# WHAT THE TASK REQUIRES:
All of the records must be restated exactly, with every line complete.

-- AVAILABLE DATA follows --

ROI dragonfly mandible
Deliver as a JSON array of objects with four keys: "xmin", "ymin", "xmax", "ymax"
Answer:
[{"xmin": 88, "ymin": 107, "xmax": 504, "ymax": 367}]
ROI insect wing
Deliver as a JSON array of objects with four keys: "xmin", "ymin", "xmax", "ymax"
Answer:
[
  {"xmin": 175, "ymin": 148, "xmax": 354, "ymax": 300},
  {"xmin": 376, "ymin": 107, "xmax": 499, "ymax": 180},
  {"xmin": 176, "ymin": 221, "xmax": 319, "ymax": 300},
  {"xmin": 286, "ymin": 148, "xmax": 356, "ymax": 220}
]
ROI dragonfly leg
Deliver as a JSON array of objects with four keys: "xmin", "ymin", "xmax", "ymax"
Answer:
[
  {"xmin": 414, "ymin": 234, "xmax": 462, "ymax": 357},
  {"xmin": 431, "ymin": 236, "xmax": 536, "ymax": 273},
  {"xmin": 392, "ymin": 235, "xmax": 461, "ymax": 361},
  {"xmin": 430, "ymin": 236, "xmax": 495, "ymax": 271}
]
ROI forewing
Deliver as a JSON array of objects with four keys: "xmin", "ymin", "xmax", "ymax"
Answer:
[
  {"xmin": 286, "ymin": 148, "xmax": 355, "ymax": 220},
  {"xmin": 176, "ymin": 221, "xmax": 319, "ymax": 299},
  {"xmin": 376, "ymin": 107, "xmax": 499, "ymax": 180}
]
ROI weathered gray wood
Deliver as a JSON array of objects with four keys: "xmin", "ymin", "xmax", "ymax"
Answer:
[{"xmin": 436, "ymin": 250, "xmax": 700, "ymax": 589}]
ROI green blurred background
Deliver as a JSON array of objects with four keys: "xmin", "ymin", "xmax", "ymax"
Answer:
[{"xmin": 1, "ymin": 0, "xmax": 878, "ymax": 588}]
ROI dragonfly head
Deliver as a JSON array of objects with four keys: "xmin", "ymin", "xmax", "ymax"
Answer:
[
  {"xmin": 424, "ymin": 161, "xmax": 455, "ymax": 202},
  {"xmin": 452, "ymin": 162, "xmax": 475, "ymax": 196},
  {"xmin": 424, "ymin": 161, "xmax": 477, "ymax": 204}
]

-- AVAILABLE DATA concluded --

# RESPONSE:
ROI dragonfly mandible
Deliver as a JSON array of objects with four keys: "xmin", "ymin", "xmax", "ymax"
Answer:
[{"xmin": 88, "ymin": 107, "xmax": 504, "ymax": 367}]
ROI insect wing
Deliver as a JSON array of objects with four keys: "xmin", "ymin", "xmax", "ymax"
Answer:
[
  {"xmin": 175, "ymin": 148, "xmax": 354, "ymax": 300},
  {"xmin": 376, "ymin": 107, "xmax": 499, "ymax": 180},
  {"xmin": 176, "ymin": 221, "xmax": 319, "ymax": 300},
  {"xmin": 286, "ymin": 148, "xmax": 356, "ymax": 220}
]
ROI dragonfly leg
Deliver as a JSON array of objects with four keys: "xmin", "ymin", "xmax", "ymax"
Answer:
[
  {"xmin": 414, "ymin": 234, "xmax": 462, "ymax": 357},
  {"xmin": 431, "ymin": 236, "xmax": 536, "ymax": 273},
  {"xmin": 392, "ymin": 235, "xmax": 461, "ymax": 361},
  {"xmin": 430, "ymin": 236, "xmax": 495, "ymax": 271}
]
ROI forewing
Deliver as a JSON array of objects with four keys: "xmin", "ymin", "xmax", "ymax"
Answer:
[
  {"xmin": 286, "ymin": 148, "xmax": 355, "ymax": 220},
  {"xmin": 176, "ymin": 221, "xmax": 319, "ymax": 299},
  {"xmin": 376, "ymin": 107, "xmax": 499, "ymax": 180}
]
ROI weathered gray wood
Deliver as a JSON array of objects with four keys: "xmin", "ymin", "xmax", "ymax"
Answer:
[{"xmin": 436, "ymin": 250, "xmax": 700, "ymax": 589}]
ROI green blurred background
Deliver as a JSON array of objects with four keys: "xmin", "ymin", "xmax", "ymax"
Answer:
[{"xmin": 1, "ymin": 0, "xmax": 878, "ymax": 588}]
ROI dragonfly head
Deliver as a JSON array of objects with four keys: "xmin", "ymin", "xmax", "ymax"
Answer:
[
  {"xmin": 424, "ymin": 161, "xmax": 455, "ymax": 202},
  {"xmin": 452, "ymin": 162, "xmax": 475, "ymax": 196},
  {"xmin": 424, "ymin": 161, "xmax": 477, "ymax": 204}
]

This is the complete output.